Study text

Start of Block

Hmm. What to make of that? A rare case of truth-in-labeling? A suggestion that even Mr. Megabucks is tiring of his own work and recognizes that redundancy riddles it like rigor mortis? Whatever, “Stephen King’s Desperation” is showing on ABC tonight, and Stephen King’s desperation is showing, too, even more than it did in “Kingdom Hospital,” the fast-folding flop King cooked up for ABC in 2004.

“Hospital” was meant to be a weekly series, but “Desperation,” mercifully, is over and out after killing only three hours of prime time on ABC. The film at least finds King wandering away from the over-explored cobwebby corners of his beloved New England, but unfortunately he ends up in “Texas Chainsaw Massacre” country—not geographically, but topographically and too graphically; one grisly image is that of a corpse with pencils jabbed into its gouged-out eye sockets.

Obviously this is not proper fare for children and yet, as he has so many times in the past, King makes a child one of his central characters, thus irresponsibly encouraging curious kids to watch. The boy, played by Shane Haboucha (gesundheit), evokes memories of the telepathic tot in “The Shining” in that he has some sort of psychic simpatico with the sinister spirits at large. In fact, King is feeling so self-referential, and self-indulgent, that “redrum” (“murder” spelled backward) is seen briefly scrawled on a wall, “Shining”-style, and the boy’s visions include a little dead girl who beckons him where he ought not go.

Of course “The Shining” had two little dead girls, not one, so that’s a completely different thing.

The most assertive presence in “Desperation” is Ron Perlman as Collie Entragian, a malicious and corrupt cop who patrols a stretch of Nevada highway near Desperation—a ghost town in the most literal sense. Entragian spends his days pulling drivers over, planting bags of marijuana in their vehicles when they aren’t looking, and then dragging them off to one of the surreal cells in Desperation’s ramshackle jail.

End of Block

Source material
Start of Block

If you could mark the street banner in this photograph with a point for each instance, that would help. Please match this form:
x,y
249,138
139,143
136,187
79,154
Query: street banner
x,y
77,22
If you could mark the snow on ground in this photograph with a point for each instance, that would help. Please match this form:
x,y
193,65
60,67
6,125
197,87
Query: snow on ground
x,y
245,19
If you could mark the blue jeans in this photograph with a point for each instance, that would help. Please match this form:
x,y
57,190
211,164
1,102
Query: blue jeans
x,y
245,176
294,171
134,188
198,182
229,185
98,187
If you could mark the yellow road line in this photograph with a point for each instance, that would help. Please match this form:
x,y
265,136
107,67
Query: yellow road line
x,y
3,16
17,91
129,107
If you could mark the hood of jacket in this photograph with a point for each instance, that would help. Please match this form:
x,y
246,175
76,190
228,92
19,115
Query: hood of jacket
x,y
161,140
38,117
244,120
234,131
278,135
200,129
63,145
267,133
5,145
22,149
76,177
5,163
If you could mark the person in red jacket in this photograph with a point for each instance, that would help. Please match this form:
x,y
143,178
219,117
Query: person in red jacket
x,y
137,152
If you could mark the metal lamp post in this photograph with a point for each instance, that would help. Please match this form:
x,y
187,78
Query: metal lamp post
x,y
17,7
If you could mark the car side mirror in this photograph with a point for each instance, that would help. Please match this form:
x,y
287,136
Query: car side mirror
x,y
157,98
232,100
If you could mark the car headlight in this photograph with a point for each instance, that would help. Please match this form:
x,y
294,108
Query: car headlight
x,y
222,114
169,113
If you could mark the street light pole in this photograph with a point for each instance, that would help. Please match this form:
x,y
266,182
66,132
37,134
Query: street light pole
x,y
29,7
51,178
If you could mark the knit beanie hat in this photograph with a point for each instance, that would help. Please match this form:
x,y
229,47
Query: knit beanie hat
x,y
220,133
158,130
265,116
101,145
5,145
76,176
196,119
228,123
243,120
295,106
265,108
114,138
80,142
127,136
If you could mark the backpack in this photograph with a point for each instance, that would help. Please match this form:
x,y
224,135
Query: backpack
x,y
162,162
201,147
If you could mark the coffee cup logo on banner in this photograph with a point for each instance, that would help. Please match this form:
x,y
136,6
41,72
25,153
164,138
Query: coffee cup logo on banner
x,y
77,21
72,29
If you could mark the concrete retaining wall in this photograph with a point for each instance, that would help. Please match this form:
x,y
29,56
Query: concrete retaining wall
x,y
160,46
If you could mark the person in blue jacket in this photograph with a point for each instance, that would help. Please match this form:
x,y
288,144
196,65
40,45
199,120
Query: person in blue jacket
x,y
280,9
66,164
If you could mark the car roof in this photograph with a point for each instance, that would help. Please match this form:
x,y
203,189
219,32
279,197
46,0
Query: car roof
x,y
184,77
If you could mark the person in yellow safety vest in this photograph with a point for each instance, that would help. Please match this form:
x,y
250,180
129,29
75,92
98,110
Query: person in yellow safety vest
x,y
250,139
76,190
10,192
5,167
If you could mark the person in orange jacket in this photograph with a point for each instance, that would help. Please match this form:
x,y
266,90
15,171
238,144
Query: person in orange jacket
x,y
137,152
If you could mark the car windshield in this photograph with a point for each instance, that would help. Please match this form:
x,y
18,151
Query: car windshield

End of Block

Exercises
#1 In the review of "Desperation," which actor plays the corrupt cop Collie Entragian?
#2 Reproduce the passage of the review of "Desperation" from "The most assertive" to "Desperation’s ramshackle jail.", word for word.

Responses per task
#1 Ron Perlman

#2
The most assertive presence in “Desperation” is Ron Perlman as Collie Entragian, a malicious and corrupt cop who patrols a stretch of Nevada highway near Desperation—a ghost town in the most literal sense. Entragian spends his days pulling drivers over, planting bags of marijuana in their vehicles when they aren’t looking, and then dragging them off to one of the surreal cells in Desperation’s ramshackle jail.